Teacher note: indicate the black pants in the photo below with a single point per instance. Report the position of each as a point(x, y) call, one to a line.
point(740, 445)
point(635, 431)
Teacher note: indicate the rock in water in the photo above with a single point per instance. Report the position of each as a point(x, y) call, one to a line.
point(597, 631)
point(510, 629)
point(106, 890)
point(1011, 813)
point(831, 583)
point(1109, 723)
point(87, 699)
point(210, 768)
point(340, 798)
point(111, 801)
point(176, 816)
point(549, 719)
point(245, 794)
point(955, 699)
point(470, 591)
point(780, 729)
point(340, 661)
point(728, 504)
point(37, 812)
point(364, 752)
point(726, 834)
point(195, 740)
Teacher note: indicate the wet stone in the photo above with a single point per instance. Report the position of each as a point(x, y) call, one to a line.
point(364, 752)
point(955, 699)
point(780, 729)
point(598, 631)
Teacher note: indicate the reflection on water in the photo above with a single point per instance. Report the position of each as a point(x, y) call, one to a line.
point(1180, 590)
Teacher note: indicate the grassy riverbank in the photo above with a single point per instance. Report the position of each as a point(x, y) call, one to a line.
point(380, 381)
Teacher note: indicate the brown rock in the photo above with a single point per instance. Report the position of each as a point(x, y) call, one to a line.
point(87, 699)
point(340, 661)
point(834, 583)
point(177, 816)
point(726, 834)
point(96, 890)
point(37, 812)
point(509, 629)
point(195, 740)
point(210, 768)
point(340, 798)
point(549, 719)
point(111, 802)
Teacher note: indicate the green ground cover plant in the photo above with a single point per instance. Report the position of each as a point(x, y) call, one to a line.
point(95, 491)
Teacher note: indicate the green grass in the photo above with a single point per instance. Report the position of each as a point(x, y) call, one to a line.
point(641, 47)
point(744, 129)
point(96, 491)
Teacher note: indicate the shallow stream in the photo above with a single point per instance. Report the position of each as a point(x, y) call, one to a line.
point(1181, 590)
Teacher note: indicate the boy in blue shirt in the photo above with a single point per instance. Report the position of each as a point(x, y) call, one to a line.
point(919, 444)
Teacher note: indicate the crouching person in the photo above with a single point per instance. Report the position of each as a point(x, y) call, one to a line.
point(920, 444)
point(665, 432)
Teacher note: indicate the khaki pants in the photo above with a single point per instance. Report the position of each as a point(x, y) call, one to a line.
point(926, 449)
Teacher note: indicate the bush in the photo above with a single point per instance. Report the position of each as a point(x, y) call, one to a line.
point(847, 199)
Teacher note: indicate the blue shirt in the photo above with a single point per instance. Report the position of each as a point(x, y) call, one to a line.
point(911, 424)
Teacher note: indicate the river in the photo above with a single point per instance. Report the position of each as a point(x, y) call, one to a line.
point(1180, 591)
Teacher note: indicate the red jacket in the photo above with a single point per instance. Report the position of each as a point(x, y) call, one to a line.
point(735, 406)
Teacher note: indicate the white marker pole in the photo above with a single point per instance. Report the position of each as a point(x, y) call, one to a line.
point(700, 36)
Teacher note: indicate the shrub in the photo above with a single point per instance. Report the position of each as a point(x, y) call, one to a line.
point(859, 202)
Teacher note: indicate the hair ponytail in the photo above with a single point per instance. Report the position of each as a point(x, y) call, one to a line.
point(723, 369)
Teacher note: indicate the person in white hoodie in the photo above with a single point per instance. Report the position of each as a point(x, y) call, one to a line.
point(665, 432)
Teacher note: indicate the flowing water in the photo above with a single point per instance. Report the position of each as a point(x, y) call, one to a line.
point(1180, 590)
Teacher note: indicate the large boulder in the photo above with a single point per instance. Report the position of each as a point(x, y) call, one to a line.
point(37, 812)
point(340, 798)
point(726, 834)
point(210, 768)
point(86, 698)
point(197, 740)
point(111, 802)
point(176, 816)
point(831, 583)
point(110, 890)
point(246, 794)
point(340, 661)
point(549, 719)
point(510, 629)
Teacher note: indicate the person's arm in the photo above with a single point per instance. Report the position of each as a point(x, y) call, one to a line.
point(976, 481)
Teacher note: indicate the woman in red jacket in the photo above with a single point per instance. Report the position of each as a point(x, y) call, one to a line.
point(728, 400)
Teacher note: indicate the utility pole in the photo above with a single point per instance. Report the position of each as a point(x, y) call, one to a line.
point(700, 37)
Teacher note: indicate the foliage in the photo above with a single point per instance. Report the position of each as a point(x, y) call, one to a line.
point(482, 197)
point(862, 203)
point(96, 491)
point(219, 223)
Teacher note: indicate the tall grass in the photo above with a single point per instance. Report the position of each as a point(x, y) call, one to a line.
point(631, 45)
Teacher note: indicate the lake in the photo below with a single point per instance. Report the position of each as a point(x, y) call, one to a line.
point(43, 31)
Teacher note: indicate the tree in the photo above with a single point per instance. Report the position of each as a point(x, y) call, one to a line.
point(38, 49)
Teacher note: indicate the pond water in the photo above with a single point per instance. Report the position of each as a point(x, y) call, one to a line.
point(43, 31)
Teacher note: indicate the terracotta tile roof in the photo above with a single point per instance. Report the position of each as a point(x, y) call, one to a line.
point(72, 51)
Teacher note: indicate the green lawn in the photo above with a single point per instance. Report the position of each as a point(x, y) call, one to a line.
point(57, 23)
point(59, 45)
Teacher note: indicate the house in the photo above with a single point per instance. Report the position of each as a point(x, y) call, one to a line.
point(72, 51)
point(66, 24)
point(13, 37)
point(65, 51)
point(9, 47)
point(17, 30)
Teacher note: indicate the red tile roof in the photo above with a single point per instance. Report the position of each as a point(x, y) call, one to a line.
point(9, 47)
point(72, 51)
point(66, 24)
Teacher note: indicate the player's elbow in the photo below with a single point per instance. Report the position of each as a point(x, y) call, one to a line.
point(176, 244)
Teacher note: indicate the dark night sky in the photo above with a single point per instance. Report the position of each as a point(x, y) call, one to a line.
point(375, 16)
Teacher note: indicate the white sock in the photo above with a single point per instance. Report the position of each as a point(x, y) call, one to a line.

EXERCISE AIM.
Reproduce the listing above verbatim, from first line to last.

SOLUTION FOR THIS TASK.
Teacher note: indicate the black pants in the photo below with a single point per instance. Report the position of each as a point(x, y) call, one to a line.
point(740, 445)
point(635, 431)
Teacher note: indicate the rock in water in the photo above with a single point per instance. Report the position of each as a point(x, y) call, one to a line.
point(597, 631)
point(510, 629)
point(106, 890)
point(1011, 813)
point(831, 583)
point(1109, 723)
point(87, 699)
point(210, 768)
point(340, 798)
point(111, 801)
point(176, 816)
point(549, 719)
point(245, 794)
point(955, 699)
point(470, 591)
point(780, 729)
point(340, 661)
point(728, 504)
point(37, 812)
point(364, 752)
point(726, 834)
point(195, 740)
Teacher note: indicate the wet stone in the photo above with a single point per instance. Report the position of each as a point(x, y) call, one to a line.
point(364, 752)
point(955, 699)
point(780, 729)
point(598, 631)
Teacher note: indicate the reflection on water in the photo above with a single point per instance. Report the position of each as a point(x, y) call, one to a line.
point(1180, 590)
Teacher note: indicate the grassy riverbank in the photo above with a single point per instance. Report the position of each as a point(x, y) call, one to a line.
point(380, 381)
Teacher note: indicate the brown rock in the photo above with a single point per instance. Report the position of each as a point(x, y) call, one to a line.
point(87, 699)
point(340, 661)
point(834, 583)
point(177, 816)
point(726, 834)
point(96, 890)
point(37, 812)
point(509, 629)
point(195, 740)
point(210, 768)
point(340, 798)
point(549, 719)
point(111, 802)
Teacher note: indicate the green ground cover plant in the photo above with a single point per instance. Report the position of each as a point(x, y) call, one to a line.
point(95, 491)
Teacher note: indicate the green grass in the photo above with a single point per instance. Report the position of each as a point(x, y) call, one to a line.
point(641, 47)
point(744, 129)
point(96, 491)
Teacher note: indicate the shallow stream in the photo above with a single point per instance. Report the position of each as a point(x, y) call, one to a line.
point(1181, 590)
Teacher note: indicate the boy in blue shirt in the photo above with a single point per instance. Report the position of each as a point(x, y) call, one to a line.
point(919, 444)
Teacher note: indicate the crouching person in the photo above with a single point per instance. Report the position of each as a point(x, y) call, one to a line.
point(920, 444)
point(665, 432)
Teacher note: indicate the khaki pants in the photo above with a single point per instance. Report the position of each as a point(x, y) call, one to a line.
point(926, 449)
Teacher note: indicate the bush in the photo above with a single point per instance. Report the position of each as a point(x, y) call, one to a line.
point(847, 199)
Teacher note: indicate the blue shirt in the photo above with a single point per instance. Report the position of each as a point(x, y) call, one to a line.
point(911, 424)
Teacher note: indicate the river in the photo above with a single point per instance. Report the position of each as a point(x, y) call, one to a line.
point(1180, 591)
Teacher note: indicate the red jacket in the photo above with a single point per instance. Report the position of each as a point(x, y) call, one to a line.
point(735, 406)
Teacher note: indicate the white marker pole in the photo above with a single point per instance. Report the position of each as a point(x, y) call, one to a line.
point(700, 36)
Teacher note: indicate the shrub in the photo above with a single point per instance. Report the position of each as a point(x, y) call, one to a line.
point(859, 202)
Teacher note: indicate the hair ponytail in the photo above with a single point per instance. Report the position of each as a point(x, y) call, one to a line.
point(723, 369)
Teacher note: indicate the person in white hoodie in the photo above with a single point per instance. Report the position of each as a point(x, y) call, one to a line.
point(665, 432)
Teacher note: indicate the flowing water in the photo above with a single point per instance. Report the position of each as a point(x, y) call, one to a line.
point(1180, 590)
Teacher note: indicate the large boulder in the photo above with a single point per instance. Report the position of each as a point(x, y) call, one to a line.
point(37, 812)
point(340, 798)
point(726, 834)
point(210, 768)
point(86, 698)
point(197, 740)
point(111, 802)
point(176, 816)
point(831, 583)
point(110, 890)
point(246, 794)
point(340, 661)
point(549, 719)
point(510, 629)
Teacher note: indicate the person's arm in the photo above with a single point per instance. Report the position of each as a point(x, y) call, one to a line.
point(976, 481)
Teacher note: indicate the woman in red jacket in the photo above with a single point per instance. Report the position of each as a point(x, y) call, one to a line.
point(728, 400)
Teacher note: indicate the utility pole in the photo above with a single point per instance. Report the position of each as a point(x, y) call, one to a line.
point(700, 37)
Teacher note: indicate the foliage in the photo above with a single point per instance. Report the position of each as a point(x, y) call, one to a line.
point(482, 197)
point(862, 203)
point(96, 491)
point(219, 223)
Teacher note: indicate the tall grass in the photo above with a single point per instance. Report the position of each as a point(x, y) call, one to a line.
point(631, 45)
Teacher note: indicate the lake in the photo below with a single point per instance. Report the position of each as a point(x, y) call, one to a line.
point(43, 31)
Teacher note: indicate the tree in the photo above with a single point per instance. Report the position of each as a point(x, y) call, one to a line.
point(38, 49)
Teacher note: indicate the pond water in the photo above with a single point per instance. Report the position of each as a point(x, y) call, one to a line.
point(43, 31)
Teacher note: indicate the terracotta tile roof in the photo above with a single point per instance. Report the position of each as a point(x, y) call, one to a line.
point(72, 51)
Teacher note: indicate the green lawn in the photo above with a single point per instance. Report the position of each as a point(x, y) call, one to a line.
point(57, 23)
point(59, 45)
Teacher note: indicate the house in the photo above with a single point per instance. Report the position of each as a point(x, y) call, one to a line.
point(72, 51)
point(66, 24)
point(13, 37)
point(65, 51)
point(9, 47)
point(17, 30)
Teacher note: indicate the red tile roof in the photo above with a single point per instance. Report the position of each as a point(x, y) call, one to a line.
point(9, 47)
point(72, 51)
point(66, 24)
Teacher note: indicate the player's elbow in the photo below with a single point per instance. Report the position of each as a point(x, y) call, one to a line.
point(176, 244)
Teacher note: indicate the dark night sky in the photo above with a single point per instance. Report the position of each as a point(x, y) call, one to a line.
point(375, 16)
Teacher note: indicate the white sock in the photo above with a single point per instance. Report the position of each as a point(x, y) call, one to a line.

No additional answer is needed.